— START OF DOCUMENT SECTION —
Does Duolingo really help you learn the languages properly?
Right now, I'm learning French, I think French is really fascinating and Duolingo is the only website where I think I can learn a language properly. What do you think?
There may be other websites that help you learn, review, or study. But DuoLingo is mostly quite a good website for learning languages.
Ya, I tried a bunch and duolingo worked the best for me, a lot of other websites costs real money to continue and stuff.
Like an online French School? That's kind of like Code School vs. Codecademy.
No, they were websites like duolingo where you can learn multiple languages but it costs money
Well I actually would say that NO website is the only website where you can learn a language. I think it takes a combination of many different activities and programs to really master a language. Duolingo. Rosetta stone and all the others are not good enough to learn a language. But together. All the programs and different activities combine to make something quite amazing.
I definitely agree. I tried many websites and a lot of them need membership and stuff which is annoying
I think that Duolingo is good at teaching phrases. but one thing I would suggest for translating simple nouns is the Google translate thing. I would suggest using proper websites for learning grammar and stuff but Google translate thing is good for translating nouns such as 'The person, the cat, the tissue, the computer, the cow, the tree, the cake' and so on. But I think Duolingo has a huge part in getting the grammar especially with all the discussion
I agree but for nouns I find it good. Not much else really. Mostly only thing like the(word), or a(word) Like I know no French and I can head to the Google translate and now say
Le chat or
L'homme. But you're right it's not very good.
You have to be REALLY careful with google translate. I was using it to talk to a native from Italy and we were joking around and I didn't know how to phrase something so I used google translate and I ended up calling her something really bad and I didn't mean to. When I found out that's what I called her it was not what I meant to say at all. On top of that, google translate does not know context at all, so it an screw you over in that aspect. Just use it for individual words and you should be fine. But if you're using it to copy/paste full sentences it's really not a good idea.
— END OF DOCUMENT SECTION —
AIM A:
Print the part of the Duolingo discussion starting with "Does Duolingo really" and going on through "School vs. Codecademy.".
AIM B:
In the Duolingo discussion, what happened when one poster used Google Translate while joking around with a native speaker from Italy?
The records that come next aren't needed.
— START OF DATA ROWS —
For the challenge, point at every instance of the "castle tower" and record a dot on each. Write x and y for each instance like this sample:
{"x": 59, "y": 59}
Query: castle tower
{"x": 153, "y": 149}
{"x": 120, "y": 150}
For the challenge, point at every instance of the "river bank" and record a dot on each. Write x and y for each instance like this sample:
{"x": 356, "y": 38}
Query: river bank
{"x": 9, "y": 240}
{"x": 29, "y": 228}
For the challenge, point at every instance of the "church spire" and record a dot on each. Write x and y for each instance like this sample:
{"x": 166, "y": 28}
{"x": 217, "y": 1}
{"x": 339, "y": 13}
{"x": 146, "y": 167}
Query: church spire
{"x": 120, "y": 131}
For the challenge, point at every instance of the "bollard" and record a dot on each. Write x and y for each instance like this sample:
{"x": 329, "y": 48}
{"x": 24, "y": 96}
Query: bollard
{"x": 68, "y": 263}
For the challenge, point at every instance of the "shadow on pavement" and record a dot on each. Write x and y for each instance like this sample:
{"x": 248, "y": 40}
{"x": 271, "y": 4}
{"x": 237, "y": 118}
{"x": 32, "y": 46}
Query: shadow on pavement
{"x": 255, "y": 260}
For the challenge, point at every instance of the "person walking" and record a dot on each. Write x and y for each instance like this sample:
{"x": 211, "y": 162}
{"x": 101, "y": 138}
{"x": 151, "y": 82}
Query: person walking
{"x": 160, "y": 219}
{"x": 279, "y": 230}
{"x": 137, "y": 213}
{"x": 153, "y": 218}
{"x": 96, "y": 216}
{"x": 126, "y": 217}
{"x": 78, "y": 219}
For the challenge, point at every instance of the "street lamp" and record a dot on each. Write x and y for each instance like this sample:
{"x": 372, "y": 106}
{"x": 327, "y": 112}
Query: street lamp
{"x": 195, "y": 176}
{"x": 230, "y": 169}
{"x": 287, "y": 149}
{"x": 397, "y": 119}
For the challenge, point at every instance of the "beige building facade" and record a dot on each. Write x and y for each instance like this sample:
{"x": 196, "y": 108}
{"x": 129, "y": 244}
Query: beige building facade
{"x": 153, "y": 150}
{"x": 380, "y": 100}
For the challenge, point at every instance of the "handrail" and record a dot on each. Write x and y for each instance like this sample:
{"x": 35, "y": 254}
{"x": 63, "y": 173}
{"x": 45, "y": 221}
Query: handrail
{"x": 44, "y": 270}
— END OF DATA ROWS —
— START OF DATA ROWS —
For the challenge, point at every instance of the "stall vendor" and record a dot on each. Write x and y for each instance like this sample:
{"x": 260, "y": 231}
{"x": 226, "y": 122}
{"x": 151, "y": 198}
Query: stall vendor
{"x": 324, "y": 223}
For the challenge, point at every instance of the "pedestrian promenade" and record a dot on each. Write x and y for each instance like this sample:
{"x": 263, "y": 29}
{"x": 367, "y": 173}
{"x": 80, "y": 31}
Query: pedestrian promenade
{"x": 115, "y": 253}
— END OF DATA ROWS —
REPLY A:
Does Duolingo really help you learn the languages properly?
Right now, I'm learning French, I think French is really fascinating and Duolingo is the only website where I think I can learn a language properly. What do you think?
There may be other websites that help you learn, review, or study. But DuoLingo is mostly quite a good website for learning languages.
Ya, I tried a bunch and duolingo worked the best for me, a lot of other websites costs real money to continue and stuff.
Like an online French School? That's kind of like Code School vs. Codecademy.

REPLY B:
The poster ended up calling her something really bad without meaning to.